What you have to do — Please reproduce the entries below exactly as they stand, but leave the pictures out.

Entries shown —
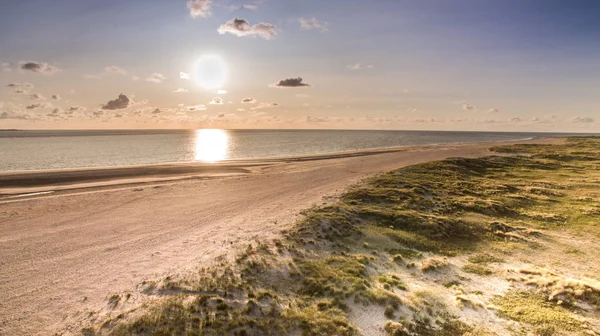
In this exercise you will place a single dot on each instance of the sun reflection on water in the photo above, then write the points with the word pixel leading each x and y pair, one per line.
pixel 212 145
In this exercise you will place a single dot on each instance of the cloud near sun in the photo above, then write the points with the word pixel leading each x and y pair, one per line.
pixel 239 27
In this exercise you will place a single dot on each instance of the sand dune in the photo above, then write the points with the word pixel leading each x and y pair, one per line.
pixel 103 231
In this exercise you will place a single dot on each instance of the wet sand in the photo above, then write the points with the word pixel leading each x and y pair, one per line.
pixel 86 234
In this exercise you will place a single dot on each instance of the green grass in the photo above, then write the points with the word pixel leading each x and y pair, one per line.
pixel 307 283
pixel 536 310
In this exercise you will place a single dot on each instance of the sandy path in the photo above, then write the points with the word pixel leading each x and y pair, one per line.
pixel 63 255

The completed task —
In this exercise you will place a single dot on each instance of the sun reflection on water in the photo above, then write the points with the word pixel leading each x and y pair, one per line.
pixel 212 145
In this exercise you will place a single dot on each instance of the cloud near sun in the photo above, then write the points with the word pixel leading each x and y pair, one per line.
pixel 239 27
In this exercise you will place a single dot on each instance of the sand dune in the photo above, then write the points with the word pixel leading each x and y pair, one per line.
pixel 103 231
In this exercise you will place a single dot on each instance of the wet sand in the photo above, then write the points with the word pixel leading each x and y pair, one per line.
pixel 86 234
In this exercise you will place a single dot on each instance of the green grass in the photo above, then write the points with the word pixel leading each x and y pair, one per line.
pixel 307 283
pixel 536 310
In this exercise you will place a single dot on each instance of the sandy path in the photo above, then write the points with the word pixel leading each x and y pair, one per line.
pixel 63 255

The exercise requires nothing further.